Data pulled from a collection
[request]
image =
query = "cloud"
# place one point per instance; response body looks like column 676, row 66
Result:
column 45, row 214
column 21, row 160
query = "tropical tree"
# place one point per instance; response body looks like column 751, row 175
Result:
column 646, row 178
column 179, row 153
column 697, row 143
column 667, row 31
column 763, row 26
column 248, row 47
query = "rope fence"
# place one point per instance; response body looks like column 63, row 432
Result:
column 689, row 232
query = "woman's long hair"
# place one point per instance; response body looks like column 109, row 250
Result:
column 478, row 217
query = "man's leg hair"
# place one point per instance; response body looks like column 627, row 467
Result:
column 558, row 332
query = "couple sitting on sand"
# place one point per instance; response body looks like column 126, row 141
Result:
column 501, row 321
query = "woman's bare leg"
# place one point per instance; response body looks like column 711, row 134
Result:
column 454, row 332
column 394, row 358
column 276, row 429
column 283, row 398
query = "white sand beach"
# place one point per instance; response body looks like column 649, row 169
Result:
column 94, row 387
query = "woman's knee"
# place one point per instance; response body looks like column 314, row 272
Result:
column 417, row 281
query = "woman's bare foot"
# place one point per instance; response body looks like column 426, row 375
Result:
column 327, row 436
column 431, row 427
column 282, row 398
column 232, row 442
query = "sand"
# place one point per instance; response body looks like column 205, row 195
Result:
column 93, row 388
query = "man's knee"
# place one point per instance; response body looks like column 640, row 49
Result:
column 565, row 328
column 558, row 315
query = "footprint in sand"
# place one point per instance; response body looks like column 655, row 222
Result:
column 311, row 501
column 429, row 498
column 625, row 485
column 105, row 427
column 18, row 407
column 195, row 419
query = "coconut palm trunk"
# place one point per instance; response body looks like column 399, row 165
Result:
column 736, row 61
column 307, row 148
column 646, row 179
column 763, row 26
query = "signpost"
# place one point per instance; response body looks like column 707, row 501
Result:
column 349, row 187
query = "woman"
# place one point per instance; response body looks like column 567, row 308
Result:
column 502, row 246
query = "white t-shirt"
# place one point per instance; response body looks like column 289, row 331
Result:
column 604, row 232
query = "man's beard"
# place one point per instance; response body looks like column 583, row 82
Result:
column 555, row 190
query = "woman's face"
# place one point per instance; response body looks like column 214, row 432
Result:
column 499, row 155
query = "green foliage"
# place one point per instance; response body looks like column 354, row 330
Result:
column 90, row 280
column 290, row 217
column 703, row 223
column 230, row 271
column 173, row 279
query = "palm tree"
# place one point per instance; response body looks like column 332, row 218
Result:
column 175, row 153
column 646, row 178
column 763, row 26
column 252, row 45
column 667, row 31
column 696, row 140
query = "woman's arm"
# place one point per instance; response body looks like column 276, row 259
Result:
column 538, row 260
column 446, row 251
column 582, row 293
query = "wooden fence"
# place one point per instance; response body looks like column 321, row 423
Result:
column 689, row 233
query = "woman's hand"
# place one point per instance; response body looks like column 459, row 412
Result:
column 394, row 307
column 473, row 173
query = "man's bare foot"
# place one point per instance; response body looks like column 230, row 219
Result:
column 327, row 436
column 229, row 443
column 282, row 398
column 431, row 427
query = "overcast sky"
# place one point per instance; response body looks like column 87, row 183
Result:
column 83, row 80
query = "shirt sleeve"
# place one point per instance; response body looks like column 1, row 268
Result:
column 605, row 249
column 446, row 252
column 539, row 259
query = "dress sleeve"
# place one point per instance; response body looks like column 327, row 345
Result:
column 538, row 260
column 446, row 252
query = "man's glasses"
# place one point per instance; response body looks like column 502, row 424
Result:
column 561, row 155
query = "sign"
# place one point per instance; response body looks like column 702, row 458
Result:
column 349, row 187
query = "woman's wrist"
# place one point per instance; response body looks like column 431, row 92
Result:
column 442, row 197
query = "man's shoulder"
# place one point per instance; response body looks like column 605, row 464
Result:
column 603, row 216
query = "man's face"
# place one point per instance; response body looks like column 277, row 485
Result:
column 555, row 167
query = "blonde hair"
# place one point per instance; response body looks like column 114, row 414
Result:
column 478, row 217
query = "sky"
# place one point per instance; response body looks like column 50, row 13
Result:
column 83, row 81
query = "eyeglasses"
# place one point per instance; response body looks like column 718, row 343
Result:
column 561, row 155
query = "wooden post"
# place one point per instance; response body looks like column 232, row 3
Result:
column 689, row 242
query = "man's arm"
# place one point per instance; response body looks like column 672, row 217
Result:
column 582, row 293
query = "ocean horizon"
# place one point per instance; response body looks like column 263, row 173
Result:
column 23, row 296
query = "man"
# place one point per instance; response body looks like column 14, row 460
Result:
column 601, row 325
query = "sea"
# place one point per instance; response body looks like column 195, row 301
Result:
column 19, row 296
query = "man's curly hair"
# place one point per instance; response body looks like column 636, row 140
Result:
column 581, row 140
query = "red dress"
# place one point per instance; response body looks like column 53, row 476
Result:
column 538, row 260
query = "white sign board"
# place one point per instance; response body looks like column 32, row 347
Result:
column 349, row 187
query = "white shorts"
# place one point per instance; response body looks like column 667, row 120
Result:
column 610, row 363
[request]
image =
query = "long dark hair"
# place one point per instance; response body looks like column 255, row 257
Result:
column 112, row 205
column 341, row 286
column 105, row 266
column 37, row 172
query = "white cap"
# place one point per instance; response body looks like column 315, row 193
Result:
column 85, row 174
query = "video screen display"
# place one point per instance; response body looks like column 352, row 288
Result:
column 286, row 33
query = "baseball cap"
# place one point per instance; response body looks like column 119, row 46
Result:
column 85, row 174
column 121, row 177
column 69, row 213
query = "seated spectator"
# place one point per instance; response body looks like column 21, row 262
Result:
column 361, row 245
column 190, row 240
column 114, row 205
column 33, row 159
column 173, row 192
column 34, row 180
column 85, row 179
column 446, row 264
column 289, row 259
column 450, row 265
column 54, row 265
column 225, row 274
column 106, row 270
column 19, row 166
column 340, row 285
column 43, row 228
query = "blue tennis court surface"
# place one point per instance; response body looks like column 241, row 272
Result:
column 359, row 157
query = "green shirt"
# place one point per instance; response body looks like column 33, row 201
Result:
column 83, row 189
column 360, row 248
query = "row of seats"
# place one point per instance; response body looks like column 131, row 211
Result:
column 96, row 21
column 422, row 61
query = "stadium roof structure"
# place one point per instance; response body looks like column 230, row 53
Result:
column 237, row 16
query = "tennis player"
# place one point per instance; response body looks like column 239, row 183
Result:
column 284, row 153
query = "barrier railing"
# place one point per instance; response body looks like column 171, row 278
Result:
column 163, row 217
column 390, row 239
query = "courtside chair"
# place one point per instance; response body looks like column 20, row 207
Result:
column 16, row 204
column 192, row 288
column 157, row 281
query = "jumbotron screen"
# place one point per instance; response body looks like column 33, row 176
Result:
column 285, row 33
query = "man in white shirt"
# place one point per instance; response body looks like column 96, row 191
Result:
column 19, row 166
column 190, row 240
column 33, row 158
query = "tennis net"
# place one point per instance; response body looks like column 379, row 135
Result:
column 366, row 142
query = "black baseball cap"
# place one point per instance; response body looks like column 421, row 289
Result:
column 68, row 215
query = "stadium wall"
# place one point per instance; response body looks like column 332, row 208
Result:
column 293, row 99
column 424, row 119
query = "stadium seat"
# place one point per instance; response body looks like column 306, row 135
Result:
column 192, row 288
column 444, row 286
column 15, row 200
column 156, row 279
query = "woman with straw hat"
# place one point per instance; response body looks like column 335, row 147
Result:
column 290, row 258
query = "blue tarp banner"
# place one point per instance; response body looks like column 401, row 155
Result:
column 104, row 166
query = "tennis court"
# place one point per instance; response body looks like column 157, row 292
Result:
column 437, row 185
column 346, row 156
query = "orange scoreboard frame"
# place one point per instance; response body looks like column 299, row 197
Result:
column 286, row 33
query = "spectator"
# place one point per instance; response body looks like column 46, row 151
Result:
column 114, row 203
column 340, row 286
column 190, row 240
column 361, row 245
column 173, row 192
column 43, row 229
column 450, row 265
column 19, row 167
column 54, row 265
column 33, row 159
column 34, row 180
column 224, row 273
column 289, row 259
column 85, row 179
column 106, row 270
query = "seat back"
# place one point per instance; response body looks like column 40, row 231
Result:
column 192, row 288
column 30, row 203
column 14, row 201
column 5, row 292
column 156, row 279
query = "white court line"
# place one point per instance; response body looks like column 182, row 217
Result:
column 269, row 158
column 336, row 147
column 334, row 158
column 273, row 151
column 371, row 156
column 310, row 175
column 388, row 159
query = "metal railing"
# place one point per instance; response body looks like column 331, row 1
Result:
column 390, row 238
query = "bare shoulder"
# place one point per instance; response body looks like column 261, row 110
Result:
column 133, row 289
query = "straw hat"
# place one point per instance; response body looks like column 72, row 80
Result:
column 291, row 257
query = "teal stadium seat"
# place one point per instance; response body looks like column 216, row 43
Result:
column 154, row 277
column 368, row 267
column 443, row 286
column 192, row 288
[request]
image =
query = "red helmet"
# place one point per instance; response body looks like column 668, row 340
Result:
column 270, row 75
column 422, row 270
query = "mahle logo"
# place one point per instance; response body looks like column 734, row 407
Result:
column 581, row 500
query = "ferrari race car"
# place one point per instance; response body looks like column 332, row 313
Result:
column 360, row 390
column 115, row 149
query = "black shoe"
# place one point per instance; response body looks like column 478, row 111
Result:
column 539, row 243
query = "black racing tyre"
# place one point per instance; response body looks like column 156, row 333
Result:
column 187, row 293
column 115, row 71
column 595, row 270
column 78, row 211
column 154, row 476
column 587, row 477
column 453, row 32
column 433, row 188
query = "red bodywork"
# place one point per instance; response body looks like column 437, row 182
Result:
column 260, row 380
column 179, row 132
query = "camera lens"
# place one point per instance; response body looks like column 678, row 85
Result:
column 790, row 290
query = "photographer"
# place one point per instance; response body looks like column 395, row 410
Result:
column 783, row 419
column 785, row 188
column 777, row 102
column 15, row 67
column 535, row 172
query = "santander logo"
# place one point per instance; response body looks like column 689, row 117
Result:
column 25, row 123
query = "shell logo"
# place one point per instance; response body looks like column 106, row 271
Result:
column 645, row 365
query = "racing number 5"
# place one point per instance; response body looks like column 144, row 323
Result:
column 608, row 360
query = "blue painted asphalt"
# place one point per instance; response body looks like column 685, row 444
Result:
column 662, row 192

» Challenge: Echo the lines from the start of the records through the line containing "column 248, row 47", both ends included.

» Exercise response:
[request]
image =
query = "cloud"
# place one point per instance; response body looks like column 676, row 66
Result:
column 45, row 214
column 21, row 160
query = "tropical tree"
# place one point per instance; response body looks like column 751, row 175
Result:
column 646, row 178
column 179, row 153
column 697, row 143
column 667, row 31
column 763, row 26
column 248, row 47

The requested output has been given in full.